** begin Raw data **

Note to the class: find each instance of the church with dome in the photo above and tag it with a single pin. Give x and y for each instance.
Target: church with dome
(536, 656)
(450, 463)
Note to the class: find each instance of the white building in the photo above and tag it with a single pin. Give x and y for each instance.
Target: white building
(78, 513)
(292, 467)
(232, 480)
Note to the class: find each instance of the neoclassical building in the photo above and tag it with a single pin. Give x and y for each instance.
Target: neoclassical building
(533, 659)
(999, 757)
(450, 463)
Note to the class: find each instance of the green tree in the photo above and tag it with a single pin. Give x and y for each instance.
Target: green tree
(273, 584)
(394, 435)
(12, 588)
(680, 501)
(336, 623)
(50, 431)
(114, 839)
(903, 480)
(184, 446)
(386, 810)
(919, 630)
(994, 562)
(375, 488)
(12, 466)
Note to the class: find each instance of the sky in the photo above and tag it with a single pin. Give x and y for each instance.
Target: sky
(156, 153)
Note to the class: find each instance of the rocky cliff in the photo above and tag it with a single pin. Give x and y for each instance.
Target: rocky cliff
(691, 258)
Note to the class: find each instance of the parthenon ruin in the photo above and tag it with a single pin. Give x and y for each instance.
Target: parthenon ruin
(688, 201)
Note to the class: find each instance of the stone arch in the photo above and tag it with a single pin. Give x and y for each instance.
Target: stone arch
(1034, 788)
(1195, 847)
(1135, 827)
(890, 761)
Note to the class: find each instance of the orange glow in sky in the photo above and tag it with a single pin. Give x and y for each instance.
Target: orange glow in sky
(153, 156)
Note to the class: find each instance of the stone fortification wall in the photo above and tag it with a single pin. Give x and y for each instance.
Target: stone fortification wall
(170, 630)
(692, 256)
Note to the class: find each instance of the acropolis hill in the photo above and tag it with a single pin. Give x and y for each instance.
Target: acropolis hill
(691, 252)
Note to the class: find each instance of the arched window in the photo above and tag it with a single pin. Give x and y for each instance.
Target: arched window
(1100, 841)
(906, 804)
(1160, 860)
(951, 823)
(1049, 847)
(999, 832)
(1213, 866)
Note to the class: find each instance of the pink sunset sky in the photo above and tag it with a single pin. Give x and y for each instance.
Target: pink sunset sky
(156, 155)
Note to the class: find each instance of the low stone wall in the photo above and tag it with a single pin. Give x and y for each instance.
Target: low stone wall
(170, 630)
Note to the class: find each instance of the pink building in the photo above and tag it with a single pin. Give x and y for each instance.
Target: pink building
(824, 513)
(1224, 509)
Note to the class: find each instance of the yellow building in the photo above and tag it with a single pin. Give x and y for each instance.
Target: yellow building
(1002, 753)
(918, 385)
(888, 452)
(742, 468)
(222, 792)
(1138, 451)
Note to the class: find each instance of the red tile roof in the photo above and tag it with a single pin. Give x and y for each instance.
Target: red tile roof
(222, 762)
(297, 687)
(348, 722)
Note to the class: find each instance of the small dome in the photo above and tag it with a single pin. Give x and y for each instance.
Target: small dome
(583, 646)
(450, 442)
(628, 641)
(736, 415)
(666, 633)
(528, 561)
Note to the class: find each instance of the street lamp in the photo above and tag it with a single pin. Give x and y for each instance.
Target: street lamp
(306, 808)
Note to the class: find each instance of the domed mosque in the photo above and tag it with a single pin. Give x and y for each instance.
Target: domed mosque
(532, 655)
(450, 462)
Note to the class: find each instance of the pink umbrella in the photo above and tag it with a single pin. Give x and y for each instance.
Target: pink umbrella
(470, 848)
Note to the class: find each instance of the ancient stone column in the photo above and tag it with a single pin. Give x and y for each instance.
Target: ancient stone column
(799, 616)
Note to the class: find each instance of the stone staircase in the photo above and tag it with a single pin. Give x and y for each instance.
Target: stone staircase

** end Raw data **

> [Aim of the task]:
Convert every line of the records above into a numbered list, leaving out any blank lines.

> [Result of the exercise]:
1. Note to the class: find each instance of the church with dome in the photo above and tag it with a single pin. Give x and y for each instance.
2. Target: church with dome
3. (536, 656)
4. (450, 463)
5. Note to the class: find each instance of the white building in the photo above and tag it with a single pin. Give x and y for each instance.
6. Target: white building
7. (78, 513)
8. (292, 467)
9. (232, 480)
10. Note to the class: find each instance of the neoclassical building in the photo above and tag it with a single pin. Give x and y for each instance.
11. Target: neoclassical building
12. (533, 659)
13. (999, 757)
14. (450, 463)
15. Note to the class: find each instance of the green tree in the photo above and tag it with a single pin. Give x and y for each instance.
16. Target: green tree
17. (273, 584)
18. (394, 435)
19. (12, 588)
20. (680, 501)
21. (336, 623)
22. (50, 431)
23. (114, 839)
24. (903, 480)
25. (184, 446)
26. (386, 810)
27. (919, 630)
28. (994, 562)
29. (375, 488)
30. (12, 466)
31. Note to the class: find each instance of the sky in the photo above and tag it with a single pin. Give x and y for each instance.
32. Target: sky
33. (156, 153)
34. Note to the class: find each instance of the rocky cliff in the photo above and tag it with a single pin. Give x and y for each instance.
35. Target: rocky cliff
36. (691, 258)
37. Note to the class: find each instance of the parthenon ruin in the photo above and tag it with a single pin. Give x and y for each instance.
38. Target: parthenon ruin
39. (688, 201)
40. Note to the class: find each instance of the stone arch in the photo above and tag it with a single pin. Give x and y for each instance.
41. Target: stone arch
42. (1034, 788)
43. (1195, 847)
44. (1135, 827)
45. (890, 761)
46. Note to the class: find each instance of the orange glow in sky in the photo above and tag it with a single pin. Give x and y for each instance.
47. Target: orange glow in sky
48. (153, 156)
49. Note to the class: find each instance of the stone fortification wall in the photo above and tag it with a single pin. Give x and y for each instance.
50. Target: stone fortification wall
51. (170, 630)
52. (692, 256)
53. Note to the class: find each instance of the acropolis hill in the photo above and tag it with a single pin. Give x and y for each instance.
54. Target: acropolis hill
55. (691, 252)
56. Note to the class: find each instance of the arched window in the photo above and tag it with a single pin. Give x and y for each instance.
57. Target: arched window
58. (1100, 841)
59. (906, 804)
60. (1160, 860)
61. (951, 823)
62. (1049, 847)
63. (999, 832)
64. (1213, 866)
65. Note to the class: find each instance of the pink sunset sky in the photo above and tag it with a single pin. Give x and y for each instance.
66. Target: pink sunset sky
67. (156, 155)
68. Note to the class: find each instance of the low stone wall in the photo above and tag it with a single pin. Give x and y for each instance.
69. Target: low stone wall
70. (170, 630)
71. Note to the class: find each instance of the pink building in the photo above and tag it with a single pin. Give x and y for each instance.
72. Target: pink building
73. (824, 513)
74. (1224, 509)
75. Note to the class: find each instance of the yellow building in the photo above and tag it with a single pin. Give x and y for each instance.
76. Target: yellow building
77. (1002, 753)
78. (918, 385)
79. (888, 452)
80. (742, 468)
81. (222, 792)
82. (1138, 451)
83. Note to the class: find each instance of the red tile roof in the photo above and tag it with a single pin. Give x and y for each instance.
84. Target: red tile roof
85. (222, 762)
86. (297, 687)
87. (348, 722)
88. Note to the class: find each instance of the small dome in the photo above and tag it with a single pin. Give x and y for each instance.
89. Target: small dome
90. (583, 646)
91. (450, 442)
92. (628, 641)
93. (736, 415)
94. (666, 633)
95. (528, 561)
96. Note to the class: find each instance of the street lamp in the photo above and tag it with a single pin. Give x and y for each instance.
97. Target: street lamp
98. (306, 808)
99. Note to the class: find each instance of the domed mosque in the photo above and tag it with a single pin. Give x and y for each instance.
100. Target: domed mosque
101. (532, 655)
102. (450, 462)
103. Note to the class: find each instance of the pink umbrella in the photo above and tag it with a single pin. Give x and y for each instance.
104. Target: pink umbrella
105. (470, 848)
106. Note to the class: find each instance of the ancient stone column in the photo above and tag it with a single pin. Give x and y for each instance.
107. Target: ancient stone column
108. (799, 616)
109. Note to the class: find each instance of the stone staircase in the photo above and tag it with a single pin. Give x and y for each instance.
110. Target: stone staircase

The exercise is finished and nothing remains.